Coordinate annotation entries:
[start]
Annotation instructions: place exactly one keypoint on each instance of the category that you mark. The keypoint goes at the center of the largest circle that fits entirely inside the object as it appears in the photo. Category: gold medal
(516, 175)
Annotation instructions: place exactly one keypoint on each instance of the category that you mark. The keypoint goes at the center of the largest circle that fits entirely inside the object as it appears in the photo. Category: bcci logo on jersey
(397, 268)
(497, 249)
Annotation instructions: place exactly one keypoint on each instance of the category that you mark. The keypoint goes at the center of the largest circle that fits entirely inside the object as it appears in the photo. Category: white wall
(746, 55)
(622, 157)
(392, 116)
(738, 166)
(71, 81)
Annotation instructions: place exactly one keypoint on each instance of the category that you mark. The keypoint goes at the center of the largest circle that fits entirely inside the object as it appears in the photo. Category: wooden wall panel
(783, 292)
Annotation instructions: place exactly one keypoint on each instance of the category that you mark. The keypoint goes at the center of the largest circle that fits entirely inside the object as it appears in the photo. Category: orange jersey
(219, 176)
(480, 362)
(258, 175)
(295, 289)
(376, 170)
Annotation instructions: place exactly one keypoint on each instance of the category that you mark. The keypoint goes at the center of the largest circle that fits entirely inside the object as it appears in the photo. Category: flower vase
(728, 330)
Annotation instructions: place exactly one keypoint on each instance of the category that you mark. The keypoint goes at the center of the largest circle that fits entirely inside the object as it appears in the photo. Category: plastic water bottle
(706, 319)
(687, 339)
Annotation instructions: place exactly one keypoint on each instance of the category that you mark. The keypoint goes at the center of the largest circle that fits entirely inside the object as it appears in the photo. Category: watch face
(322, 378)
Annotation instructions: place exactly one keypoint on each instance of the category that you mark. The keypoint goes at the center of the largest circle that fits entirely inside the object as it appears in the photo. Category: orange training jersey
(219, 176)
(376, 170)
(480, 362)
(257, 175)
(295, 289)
[end]
* **EXERCISE DIRECTIONS**
Please rewrite everything from the line containing "plastic water bottle" down to the end of the records, replacing "largest circle" with "biggest circle" and leaving all else unchanged.

* **SOLVED EXERCISE**
Annotation instructions: place exactly one keypoint on each instance of the category that you mark. The keypoint goes at the center of the biggest circle that fits entirely inside the object as it appears in the photo. Category: plastic water bottle
(706, 319)
(687, 339)
Annotation instructions: place exactly one keypoint on each instance of the category that you mark. The keypoint goes at the center of the biggest circle that fits entirely inside the object as it appears in the photo. Category: watch face
(322, 378)
Annotation instructions: place exactly one keypoint on each instance of the category that you mark. The keypoint goes at the center of the biggest circle that fits entirely inside the object as it appears in the photo. Category: orange training jersey
(219, 176)
(376, 170)
(480, 362)
(257, 175)
(295, 289)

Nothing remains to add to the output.